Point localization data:
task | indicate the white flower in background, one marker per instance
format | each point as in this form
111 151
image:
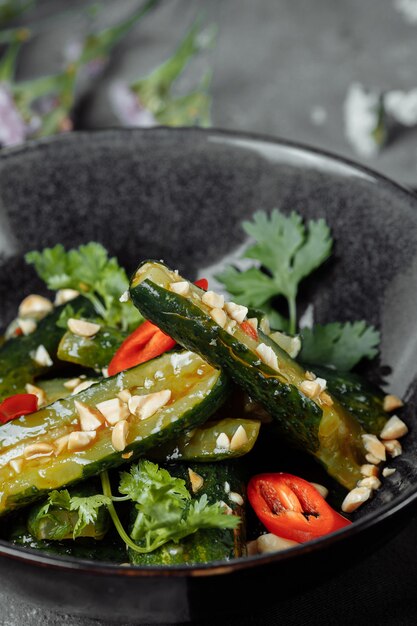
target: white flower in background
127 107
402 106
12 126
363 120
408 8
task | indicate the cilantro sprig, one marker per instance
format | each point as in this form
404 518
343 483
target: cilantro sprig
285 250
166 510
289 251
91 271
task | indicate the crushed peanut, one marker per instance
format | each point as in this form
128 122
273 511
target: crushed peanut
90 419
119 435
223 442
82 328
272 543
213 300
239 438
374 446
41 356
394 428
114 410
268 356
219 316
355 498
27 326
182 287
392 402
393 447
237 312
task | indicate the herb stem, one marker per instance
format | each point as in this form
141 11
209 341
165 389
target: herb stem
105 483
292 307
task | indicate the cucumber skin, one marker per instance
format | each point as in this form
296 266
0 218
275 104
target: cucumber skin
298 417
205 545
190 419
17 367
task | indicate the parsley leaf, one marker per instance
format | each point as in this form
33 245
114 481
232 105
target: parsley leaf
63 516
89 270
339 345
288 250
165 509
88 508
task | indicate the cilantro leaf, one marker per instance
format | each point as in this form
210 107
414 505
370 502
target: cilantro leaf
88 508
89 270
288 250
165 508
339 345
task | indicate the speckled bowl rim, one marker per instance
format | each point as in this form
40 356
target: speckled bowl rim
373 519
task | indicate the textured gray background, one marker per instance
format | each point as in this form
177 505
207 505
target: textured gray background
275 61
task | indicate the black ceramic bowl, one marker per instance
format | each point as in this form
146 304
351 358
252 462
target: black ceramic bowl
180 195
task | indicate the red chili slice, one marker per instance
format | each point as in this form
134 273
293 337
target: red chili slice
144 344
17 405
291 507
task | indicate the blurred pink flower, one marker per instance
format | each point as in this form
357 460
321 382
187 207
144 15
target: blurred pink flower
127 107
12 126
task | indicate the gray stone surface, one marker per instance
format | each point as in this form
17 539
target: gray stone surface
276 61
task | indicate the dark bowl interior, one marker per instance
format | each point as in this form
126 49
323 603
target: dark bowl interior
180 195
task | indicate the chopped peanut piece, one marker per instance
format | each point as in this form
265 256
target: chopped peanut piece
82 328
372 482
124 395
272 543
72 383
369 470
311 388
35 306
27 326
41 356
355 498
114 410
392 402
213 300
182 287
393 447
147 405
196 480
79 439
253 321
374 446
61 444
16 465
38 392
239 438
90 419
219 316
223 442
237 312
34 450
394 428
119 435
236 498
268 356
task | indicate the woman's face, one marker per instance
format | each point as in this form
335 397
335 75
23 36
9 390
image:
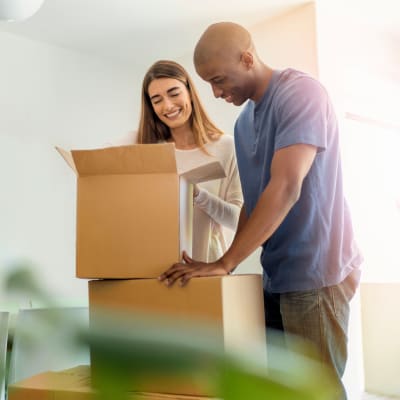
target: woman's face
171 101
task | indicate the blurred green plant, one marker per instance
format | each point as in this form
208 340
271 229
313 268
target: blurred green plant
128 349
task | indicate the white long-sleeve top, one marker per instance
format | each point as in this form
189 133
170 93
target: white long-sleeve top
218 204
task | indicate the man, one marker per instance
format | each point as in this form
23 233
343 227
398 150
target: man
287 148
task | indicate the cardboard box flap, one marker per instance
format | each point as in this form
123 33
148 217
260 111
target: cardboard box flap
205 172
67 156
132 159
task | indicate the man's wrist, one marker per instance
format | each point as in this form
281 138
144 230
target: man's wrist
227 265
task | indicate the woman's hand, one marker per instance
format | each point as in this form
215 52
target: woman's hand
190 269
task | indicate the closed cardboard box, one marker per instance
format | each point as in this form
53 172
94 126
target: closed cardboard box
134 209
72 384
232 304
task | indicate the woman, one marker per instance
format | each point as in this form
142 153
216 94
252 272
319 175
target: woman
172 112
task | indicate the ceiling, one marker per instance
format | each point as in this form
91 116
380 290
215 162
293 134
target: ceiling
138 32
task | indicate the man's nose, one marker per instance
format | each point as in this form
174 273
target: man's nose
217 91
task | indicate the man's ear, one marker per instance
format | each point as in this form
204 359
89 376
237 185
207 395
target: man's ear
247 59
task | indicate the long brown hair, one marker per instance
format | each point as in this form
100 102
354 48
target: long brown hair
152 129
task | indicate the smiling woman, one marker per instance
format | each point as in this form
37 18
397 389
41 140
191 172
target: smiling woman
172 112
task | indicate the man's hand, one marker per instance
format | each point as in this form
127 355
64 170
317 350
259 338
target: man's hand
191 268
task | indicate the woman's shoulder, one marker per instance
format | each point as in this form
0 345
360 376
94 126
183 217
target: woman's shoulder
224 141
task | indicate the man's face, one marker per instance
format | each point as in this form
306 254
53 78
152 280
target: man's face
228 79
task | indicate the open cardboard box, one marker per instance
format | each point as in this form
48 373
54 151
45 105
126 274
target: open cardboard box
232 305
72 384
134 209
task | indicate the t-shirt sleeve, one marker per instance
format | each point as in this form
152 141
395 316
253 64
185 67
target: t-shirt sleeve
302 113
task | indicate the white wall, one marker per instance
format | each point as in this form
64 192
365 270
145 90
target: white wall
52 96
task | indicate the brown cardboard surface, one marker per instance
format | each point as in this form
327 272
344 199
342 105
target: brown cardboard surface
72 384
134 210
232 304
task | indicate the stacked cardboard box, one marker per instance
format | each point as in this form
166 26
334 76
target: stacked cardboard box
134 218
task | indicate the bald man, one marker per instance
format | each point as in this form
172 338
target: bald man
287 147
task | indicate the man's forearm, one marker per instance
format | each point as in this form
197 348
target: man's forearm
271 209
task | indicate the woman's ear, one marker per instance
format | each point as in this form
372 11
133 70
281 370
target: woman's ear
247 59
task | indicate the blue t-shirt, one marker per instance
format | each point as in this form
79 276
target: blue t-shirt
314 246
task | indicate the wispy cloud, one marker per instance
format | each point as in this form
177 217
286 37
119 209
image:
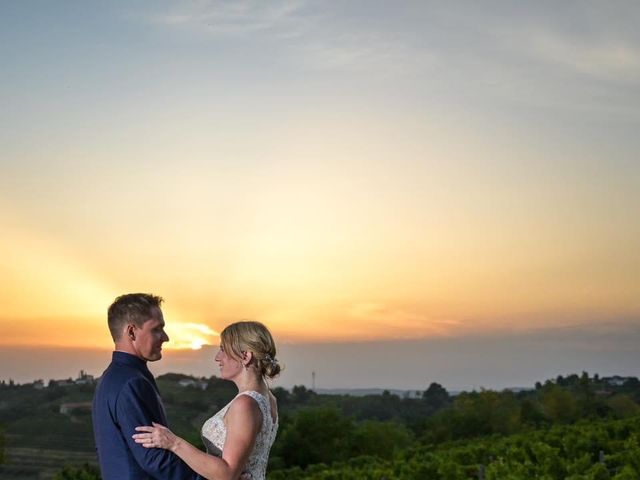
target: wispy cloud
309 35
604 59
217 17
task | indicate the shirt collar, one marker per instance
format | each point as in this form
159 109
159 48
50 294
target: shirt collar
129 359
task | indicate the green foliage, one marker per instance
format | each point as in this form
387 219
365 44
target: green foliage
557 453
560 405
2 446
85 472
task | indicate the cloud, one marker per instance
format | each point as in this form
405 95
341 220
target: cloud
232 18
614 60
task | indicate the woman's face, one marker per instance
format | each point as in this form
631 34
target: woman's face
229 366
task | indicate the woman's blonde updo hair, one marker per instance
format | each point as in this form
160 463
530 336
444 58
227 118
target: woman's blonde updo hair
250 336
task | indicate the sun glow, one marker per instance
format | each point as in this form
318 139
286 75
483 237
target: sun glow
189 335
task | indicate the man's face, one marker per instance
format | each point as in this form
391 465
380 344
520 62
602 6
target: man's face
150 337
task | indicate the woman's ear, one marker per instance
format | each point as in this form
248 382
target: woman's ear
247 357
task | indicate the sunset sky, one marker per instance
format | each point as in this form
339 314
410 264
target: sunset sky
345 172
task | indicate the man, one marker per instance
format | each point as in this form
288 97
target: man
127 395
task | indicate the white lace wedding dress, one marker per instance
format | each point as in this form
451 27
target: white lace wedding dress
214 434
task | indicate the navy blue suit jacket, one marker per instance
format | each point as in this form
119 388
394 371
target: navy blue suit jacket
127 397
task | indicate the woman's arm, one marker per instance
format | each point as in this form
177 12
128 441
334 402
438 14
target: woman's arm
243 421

▶ [Work order]:
Pictures stay out, but every record above is to be returned exactly.

▶ [Reply]:
task | indicate the white flower in background, one marker per instance
format | each point as in this form
111 151
image:
target: white flower in background
127 107
402 106
12 126
363 120
408 8
task | indicate the cilantro sprig, one marker per instance
format | each point as in this form
404 518
343 483
target: cilantro sprig
285 250
166 510
289 251
91 271
task | indicate the crushed peanut, one marker per instance
format | each point as in this form
128 122
273 511
target: crushed peanut
90 419
119 435
223 442
82 328
272 543
213 300
239 438
374 446
41 356
394 428
114 410
268 356
219 316
355 498
27 326
182 287
392 402
393 447
237 312
task | indicate the herb stem, one marker per instance
format | each point as in this form
141 11
209 341
165 389
target: herb stem
105 483
292 307
task | indicate the cucumber skin, one marker per instance
format | each point as in this form
296 266
0 218
275 104
target: cucumber skin
298 417
205 545
190 419
17 367
task | indicate the parsley leaf, one marker per instance
format | each point as in this form
33 245
114 481
232 105
target: parsley leaf
63 516
89 270
339 345
288 250
165 509
88 508
task | indicate the cilantro leaf, one marker per instance
format | each point as in this form
210 107
414 505
370 502
target: cilantro leaf
88 508
89 270
288 250
165 508
339 345
task | indicate the speckled bowl rim, one marker per instance
format | each point as in this form
40 356
target: speckled bowl rim
373 519
task | indicate the textured gray background, one marker per instance
format | each point as in this form
177 505
207 505
target: textured gray background
275 61
task | indicate the black ceramic bowl, one marker per instance
format | each point as in this form
146 304
351 358
252 462
target: black ceramic bowl
180 195
task | indicate the red chili slice, one marker per instance
format | each point as in this form
134 273
293 337
target: red chili slice
144 344
17 405
291 507
task | indicate the blurred pink flower, one marker per instance
format | each point as in this form
357 460
321 382
187 207
144 15
target: blurred pink flower
127 107
12 126
task | indicate the gray stone surface, one marker per instance
format | each point as in this form
17 539
target: gray stone surface
276 61
task | indicate the dark bowl interior, one marker per instance
format | each point as in this form
126 49
323 603
target: dark bowl interior
180 195
task | indicate the chopped peanut piece, one marker per instance
format | each point as in this form
265 256
target: chopped peanut piece
82 328
372 482
124 395
272 543
72 383
369 470
311 388
35 306
27 326
41 356
355 498
114 410
392 402
213 300
182 287
393 447
147 405
196 480
79 439
253 321
374 446
61 444
16 465
38 392
239 438
90 419
219 316
223 442
237 312
34 450
394 428
119 435
236 498
268 356
task | indicate the woman's face, one marker per instance
format | each point as in this form
335 397
335 75
23 36
9 390
image:
target: woman's face
171 101
task | indicate the blurred green plant, one marker per instance
format | each point as in this form
208 340
271 229
313 268
target: blurred green plant
128 349
task | indicate the white long-sleeve top, one marker per instance
format | each point as in this form
189 133
170 93
target: white long-sleeve top
218 204
task | indicate the man, one marker per instance
format | each point as in this form
23 233
343 227
398 150
target: man
287 148
task | indicate the cardboard box flap, one marker per instance
format | each point as in this form
123 33
148 217
260 111
target: cardboard box flap
205 172
67 156
132 159
task | indicate the man's wrist, one marker per instance
format | each point as in this form
281 138
144 230
target: man's wrist
227 265
task | indicate the woman's hand, one marker per instance
format | each point as in this form
215 52
target: woman's hand
190 269
task | indicate the closed cardboard box, one marker per instance
format | each point as in this form
53 172
94 126
target: closed cardboard box
134 209
72 384
232 304
task | indicate the woman, one marker per instance
format | each point as in this form
142 153
216 94
252 272
319 175
target: woman
172 112
task | indicate the ceiling, one marker per instance
format | each point as in this form
91 116
380 290
215 162
293 134
target: ceiling
138 32
task | indicate the man's nose, one marker per instance
format | each point as in this form
174 273
target: man's nose
217 91
task | indicate the man's ear, one marker per instance
format | each point as in this form
204 359
89 376
237 185
207 395
target: man's ear
247 59
task | indicate the long brown hair, one marker per instance
format | each point as in this form
100 102
354 48
target: long brown hair
152 129
task | indicate the smiling woman, one marker per instance
format | each point as in this form
37 18
397 389
41 140
191 172
target: smiling woman
172 112
task | indicate the man's hand, one marker per instance
format | each point as in this form
127 355
64 170
317 350
259 338
target: man's hand
191 268
task | indicate the woman's shoulder, one marker per instance
format | each point as in this form
0 345
360 376
94 126
183 217
target: woman's shoulder
224 141
task | indicate the man's face, one marker per instance
format | each point as in this form
306 254
53 78
152 280
target: man's face
228 79
task | indicate the open cardboard box, one marker per instance
format | each point as in this form
48 373
54 151
45 105
126 274
target: open cardboard box
232 305
72 384
134 209
task | indicate the t-shirt sleeve, one marker per instance
format | each point as in this form
152 141
395 316
253 64
185 67
target: t-shirt sleeve
302 113
task | indicate the white wall, one marker per instance
format | each point as in this form
64 192
365 270
145 90
target: white wall
52 96
task | indicate the brown cardboard surface, one marker per instance
format | each point as in this form
327 272
344 199
342 105
target: brown cardboard surface
72 384
134 210
232 304
task | indicate the stacked cardboard box, one marker per instance
format | each point as in this form
166 26
334 76
target: stacked cardboard box
134 218
task | indicate the bald man, one marker per instance
format | each point as in this form
172 338
target: bald man
287 147
task | indicate the man's forearm, one marker per instance
format | each point as in this form
197 348
target: man's forearm
271 209
task | indicate the woman's ear, one marker per instance
format | each point as in this form
372 11
133 70
281 370
target: woman's ear
247 59
task | indicate the blue t-shirt, one marker per instance
format | each point as in this form
79 276
target: blue t-shirt
314 246
task | indicate the wispy cloud, one marker per instance
format | each point as in this form
177 217
286 37
119 209
image:
target: wispy cloud
309 35
604 59
217 17
task | indicate the shirt collar, one marker per instance
format | each point as in this form
159 109
159 48
50 294
target: shirt collar
129 359
task | indicate the green foliage, one marker per instance
format | each point as in this form
387 219
365 44
target: green foliage
557 453
560 405
2 446
85 472
task | indicate the cloud, one marker per instance
format | each point as in this form
405 95
341 220
target: cloud
232 18
614 60
task | indicate the woman's face, one marker per instance
format | each point as in this form
631 34
target: woman's face
229 366
task | indicate the woman's blonde updo hair, one marker per instance
format | each point as in this form
160 463
530 336
444 58
227 118
target: woman's blonde updo hair
250 336
task | indicate the sun glow, one marker per instance
format | each point as in this form
318 139
286 75
483 237
target: sun glow
189 335
task | indicate the man's face, one marker per instance
format | each point as in this form
391 465
380 344
520 62
602 6
target: man's face
150 337
task | indicate the woman's ear, one marker per instance
format | each point as in this form
248 382
target: woman's ear
247 357
task | indicate the sunset sky, one marker per instance
format | each point as in this form
339 314
410 264
target: sunset sky
345 172
task | indicate the man, one marker per instance
format | each point as in this form
288 97
target: man
127 395
task | indicate the white lace wedding dress, one marker per instance
format | each point as in this form
451 27
target: white lace wedding dress
214 434
task | indicate the navy blue suit jacket, one marker per instance
format | each point as in this form
119 388
394 371
target: navy blue suit jacket
127 397
task | indicate the woman's arm, one marker per instance
format | each point as in this form
177 12
128 441
334 402
438 14
target: woman's arm
243 421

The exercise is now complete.